▶ **Written instruction A**: Count the lines of the listing that contain the string "above", with case counting, and give only the number.

▶ **Reading passage**:
★ ★ ★ ★ ★

The editor's conclusions? - 'Yes there are problems.'  There's the understatement of the year. We are assailed on all sides by problems. Problems that no-one in the Tower of Babble has a clue how to solve.
'Not every decision taken turns out to be the right one.'  No! very few of them do. It's the cost, monetary and in human misery of all the wrong decisions accumulating over the years that pisses us off.
'We have to give the people elected the opportunity to try to move the town forward.' Are you having a laff? These are the same bunch of numbskulls that we had last time Lie-bour were in power. They did nowt then. They'll do nowt now. They are bereft of ideas. They have no money for any of these 'schemes' and self interest will, as usual, take over from common sense. They haven't the faintest clue how to move this town forward. We'll still be waiting come the next election 
Whatever it is that we have to offer Mr Whaley, it is designed to get people interested. To ask questions. To not blindly accept all the pap spewing from the council chamber, to get involved. At one time we would have expected the Oldham Chronicle and it's editor to have been the voice of the people. We would have expected harsh criticism of the way this town is and has been run for years. But no! We mustn't disturb the equilibrium. The Oldham Chronicle has become the Mogadon Chronicle, gently ironing the creases out of the fabric of life.  We are now so stupefied we are seemingly incapable of resistance. We, the whingers and moaners intend to change that. Whaley! Grow a pair. Stop your brown nosin.' and posin.'  Try and be of some use to this town other than as a photographic model.

★ ★ ★ ★ ★

Records from an annotation dataset:
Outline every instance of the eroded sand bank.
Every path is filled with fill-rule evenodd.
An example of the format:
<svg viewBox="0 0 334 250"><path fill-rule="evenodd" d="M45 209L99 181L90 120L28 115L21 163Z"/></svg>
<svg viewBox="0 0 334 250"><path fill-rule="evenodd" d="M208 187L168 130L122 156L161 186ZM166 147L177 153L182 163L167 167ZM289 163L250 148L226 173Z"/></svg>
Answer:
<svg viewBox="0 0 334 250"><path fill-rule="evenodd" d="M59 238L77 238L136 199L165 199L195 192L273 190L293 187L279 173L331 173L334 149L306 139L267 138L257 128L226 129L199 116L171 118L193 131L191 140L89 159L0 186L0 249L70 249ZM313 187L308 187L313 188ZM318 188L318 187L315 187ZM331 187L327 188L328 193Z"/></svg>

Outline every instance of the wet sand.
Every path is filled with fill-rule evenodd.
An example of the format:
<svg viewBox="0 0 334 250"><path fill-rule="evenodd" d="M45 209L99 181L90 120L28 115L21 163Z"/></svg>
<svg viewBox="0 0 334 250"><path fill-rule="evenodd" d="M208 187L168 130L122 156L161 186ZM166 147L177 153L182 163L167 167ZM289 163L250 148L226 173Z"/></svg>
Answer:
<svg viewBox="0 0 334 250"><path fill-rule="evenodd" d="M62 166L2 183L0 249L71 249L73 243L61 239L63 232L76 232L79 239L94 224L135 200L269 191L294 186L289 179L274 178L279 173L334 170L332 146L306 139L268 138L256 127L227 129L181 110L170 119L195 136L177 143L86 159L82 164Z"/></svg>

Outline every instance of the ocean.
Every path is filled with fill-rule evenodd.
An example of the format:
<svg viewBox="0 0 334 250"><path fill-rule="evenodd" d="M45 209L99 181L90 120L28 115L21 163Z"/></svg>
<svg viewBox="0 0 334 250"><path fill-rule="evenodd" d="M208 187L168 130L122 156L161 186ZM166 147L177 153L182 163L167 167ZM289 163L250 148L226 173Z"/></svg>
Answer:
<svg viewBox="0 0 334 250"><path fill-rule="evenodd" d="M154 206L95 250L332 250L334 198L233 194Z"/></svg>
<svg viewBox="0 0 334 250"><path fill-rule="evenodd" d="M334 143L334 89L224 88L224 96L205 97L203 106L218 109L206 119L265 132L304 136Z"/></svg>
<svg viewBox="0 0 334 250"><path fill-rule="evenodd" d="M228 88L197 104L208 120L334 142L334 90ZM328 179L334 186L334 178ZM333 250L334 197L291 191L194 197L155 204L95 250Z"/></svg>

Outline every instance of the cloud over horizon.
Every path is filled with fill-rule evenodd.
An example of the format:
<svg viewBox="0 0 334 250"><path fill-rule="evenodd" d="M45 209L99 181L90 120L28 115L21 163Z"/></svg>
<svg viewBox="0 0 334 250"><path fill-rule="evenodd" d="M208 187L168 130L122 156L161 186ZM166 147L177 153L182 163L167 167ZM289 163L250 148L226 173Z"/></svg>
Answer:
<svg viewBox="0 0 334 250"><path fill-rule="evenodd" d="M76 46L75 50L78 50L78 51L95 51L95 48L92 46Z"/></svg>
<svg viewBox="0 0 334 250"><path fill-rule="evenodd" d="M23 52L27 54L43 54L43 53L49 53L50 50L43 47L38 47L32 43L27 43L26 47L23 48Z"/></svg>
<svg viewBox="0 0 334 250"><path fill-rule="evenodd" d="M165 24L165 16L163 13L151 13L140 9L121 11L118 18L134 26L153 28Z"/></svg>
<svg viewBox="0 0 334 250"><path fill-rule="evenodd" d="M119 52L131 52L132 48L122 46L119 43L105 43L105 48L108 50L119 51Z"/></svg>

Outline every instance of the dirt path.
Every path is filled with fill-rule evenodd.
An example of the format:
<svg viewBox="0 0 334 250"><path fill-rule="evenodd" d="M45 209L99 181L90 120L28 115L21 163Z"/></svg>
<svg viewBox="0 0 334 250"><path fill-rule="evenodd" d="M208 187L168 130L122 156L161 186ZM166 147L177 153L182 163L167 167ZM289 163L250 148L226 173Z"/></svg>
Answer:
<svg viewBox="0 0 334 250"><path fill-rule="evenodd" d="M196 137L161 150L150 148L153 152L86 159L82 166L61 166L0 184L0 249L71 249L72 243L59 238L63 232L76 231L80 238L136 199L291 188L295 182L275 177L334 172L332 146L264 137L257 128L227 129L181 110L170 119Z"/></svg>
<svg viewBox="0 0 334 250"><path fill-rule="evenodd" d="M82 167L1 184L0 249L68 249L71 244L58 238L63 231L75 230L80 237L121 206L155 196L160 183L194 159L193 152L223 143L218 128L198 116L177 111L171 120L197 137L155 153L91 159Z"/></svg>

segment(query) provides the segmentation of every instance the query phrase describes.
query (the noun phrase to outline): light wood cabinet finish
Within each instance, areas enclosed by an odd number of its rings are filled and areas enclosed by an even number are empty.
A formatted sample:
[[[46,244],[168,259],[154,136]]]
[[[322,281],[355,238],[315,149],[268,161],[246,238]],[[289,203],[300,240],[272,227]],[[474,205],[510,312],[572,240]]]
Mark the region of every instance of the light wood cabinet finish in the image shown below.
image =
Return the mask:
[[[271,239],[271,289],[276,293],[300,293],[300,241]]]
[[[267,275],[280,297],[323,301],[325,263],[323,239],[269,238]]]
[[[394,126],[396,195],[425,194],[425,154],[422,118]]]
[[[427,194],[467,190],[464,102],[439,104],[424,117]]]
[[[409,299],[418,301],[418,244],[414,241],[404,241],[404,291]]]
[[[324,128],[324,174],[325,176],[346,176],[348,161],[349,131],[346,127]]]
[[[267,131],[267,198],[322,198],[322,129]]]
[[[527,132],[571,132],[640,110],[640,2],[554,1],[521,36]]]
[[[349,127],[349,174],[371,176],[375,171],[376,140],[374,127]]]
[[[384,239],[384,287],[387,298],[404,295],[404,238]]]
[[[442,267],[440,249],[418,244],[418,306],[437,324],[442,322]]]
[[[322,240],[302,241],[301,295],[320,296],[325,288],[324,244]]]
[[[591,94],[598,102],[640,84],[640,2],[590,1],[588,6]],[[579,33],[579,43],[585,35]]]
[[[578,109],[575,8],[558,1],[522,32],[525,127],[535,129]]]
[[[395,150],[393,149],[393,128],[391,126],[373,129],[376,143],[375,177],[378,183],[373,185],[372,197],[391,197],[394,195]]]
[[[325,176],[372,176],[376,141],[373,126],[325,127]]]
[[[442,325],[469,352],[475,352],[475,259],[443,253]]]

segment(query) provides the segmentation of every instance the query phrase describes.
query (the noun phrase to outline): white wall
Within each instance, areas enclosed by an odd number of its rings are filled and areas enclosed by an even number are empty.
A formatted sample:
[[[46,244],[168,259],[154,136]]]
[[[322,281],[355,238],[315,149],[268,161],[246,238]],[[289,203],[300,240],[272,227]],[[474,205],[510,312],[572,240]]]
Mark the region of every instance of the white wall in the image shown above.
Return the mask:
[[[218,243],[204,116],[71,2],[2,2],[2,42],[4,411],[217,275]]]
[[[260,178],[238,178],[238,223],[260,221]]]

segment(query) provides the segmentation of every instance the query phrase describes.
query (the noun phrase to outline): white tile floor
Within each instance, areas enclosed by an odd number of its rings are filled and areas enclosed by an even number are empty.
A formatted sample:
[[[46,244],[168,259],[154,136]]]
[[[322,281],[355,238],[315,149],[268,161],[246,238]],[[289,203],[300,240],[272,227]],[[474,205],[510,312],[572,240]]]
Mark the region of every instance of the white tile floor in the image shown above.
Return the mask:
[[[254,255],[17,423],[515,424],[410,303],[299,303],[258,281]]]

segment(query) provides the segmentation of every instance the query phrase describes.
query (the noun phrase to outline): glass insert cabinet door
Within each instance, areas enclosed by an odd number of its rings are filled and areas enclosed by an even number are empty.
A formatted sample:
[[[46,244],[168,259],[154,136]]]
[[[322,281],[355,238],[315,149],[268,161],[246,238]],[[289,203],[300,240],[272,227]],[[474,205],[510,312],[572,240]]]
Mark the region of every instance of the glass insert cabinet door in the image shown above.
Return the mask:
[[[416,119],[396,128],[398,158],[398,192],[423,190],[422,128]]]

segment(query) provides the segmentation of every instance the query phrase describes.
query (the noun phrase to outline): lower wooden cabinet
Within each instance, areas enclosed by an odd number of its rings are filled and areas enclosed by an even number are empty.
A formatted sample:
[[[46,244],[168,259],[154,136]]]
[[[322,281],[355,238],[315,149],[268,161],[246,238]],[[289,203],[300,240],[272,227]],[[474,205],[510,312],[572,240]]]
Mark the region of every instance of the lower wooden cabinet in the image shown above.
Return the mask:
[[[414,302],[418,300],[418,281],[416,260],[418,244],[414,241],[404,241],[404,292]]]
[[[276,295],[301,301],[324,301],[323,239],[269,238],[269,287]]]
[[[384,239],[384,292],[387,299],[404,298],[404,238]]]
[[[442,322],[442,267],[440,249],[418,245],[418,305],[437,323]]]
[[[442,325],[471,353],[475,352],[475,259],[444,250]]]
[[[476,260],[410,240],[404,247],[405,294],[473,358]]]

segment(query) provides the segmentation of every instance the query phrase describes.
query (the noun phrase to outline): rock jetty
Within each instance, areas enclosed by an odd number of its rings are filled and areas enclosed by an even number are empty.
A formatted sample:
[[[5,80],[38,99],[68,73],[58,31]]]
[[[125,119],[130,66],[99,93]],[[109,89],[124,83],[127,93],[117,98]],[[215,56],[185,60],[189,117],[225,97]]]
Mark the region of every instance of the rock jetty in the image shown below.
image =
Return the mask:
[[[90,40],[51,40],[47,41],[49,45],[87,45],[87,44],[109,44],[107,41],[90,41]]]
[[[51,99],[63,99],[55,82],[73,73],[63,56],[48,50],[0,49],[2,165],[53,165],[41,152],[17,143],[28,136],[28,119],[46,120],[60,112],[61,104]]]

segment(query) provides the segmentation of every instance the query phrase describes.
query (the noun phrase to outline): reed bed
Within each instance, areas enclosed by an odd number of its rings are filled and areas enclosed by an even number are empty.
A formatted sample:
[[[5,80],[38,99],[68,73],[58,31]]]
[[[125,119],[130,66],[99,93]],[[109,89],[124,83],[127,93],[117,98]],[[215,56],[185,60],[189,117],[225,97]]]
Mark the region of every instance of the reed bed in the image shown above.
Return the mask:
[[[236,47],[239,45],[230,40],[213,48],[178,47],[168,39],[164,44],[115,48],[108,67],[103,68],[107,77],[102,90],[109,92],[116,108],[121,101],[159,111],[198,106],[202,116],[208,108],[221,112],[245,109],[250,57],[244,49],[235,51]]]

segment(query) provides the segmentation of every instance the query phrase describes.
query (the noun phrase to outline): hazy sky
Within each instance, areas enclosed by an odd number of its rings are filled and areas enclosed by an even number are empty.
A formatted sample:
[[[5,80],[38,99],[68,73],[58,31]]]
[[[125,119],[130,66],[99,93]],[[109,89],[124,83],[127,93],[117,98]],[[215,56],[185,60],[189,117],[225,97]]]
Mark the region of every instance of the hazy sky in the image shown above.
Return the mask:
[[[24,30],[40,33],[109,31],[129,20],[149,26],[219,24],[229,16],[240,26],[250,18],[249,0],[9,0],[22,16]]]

★ ★ ★ ★ ★

▶ **Written instruction B**: Duplicate the passage about the Oldham Chronicle's editor word for word, beginning at the words "The editor's conclusions?" and stopping after "how to solve.".

▶ **Expected output A**: 6

▶ **Expected output B**:
The editor's conclusions? - 'Yes there are problems.'  There's the understatement of the year. We are assailed on all sides by problems. Problems that no-one in the Tower of Babble has a clue how to solve.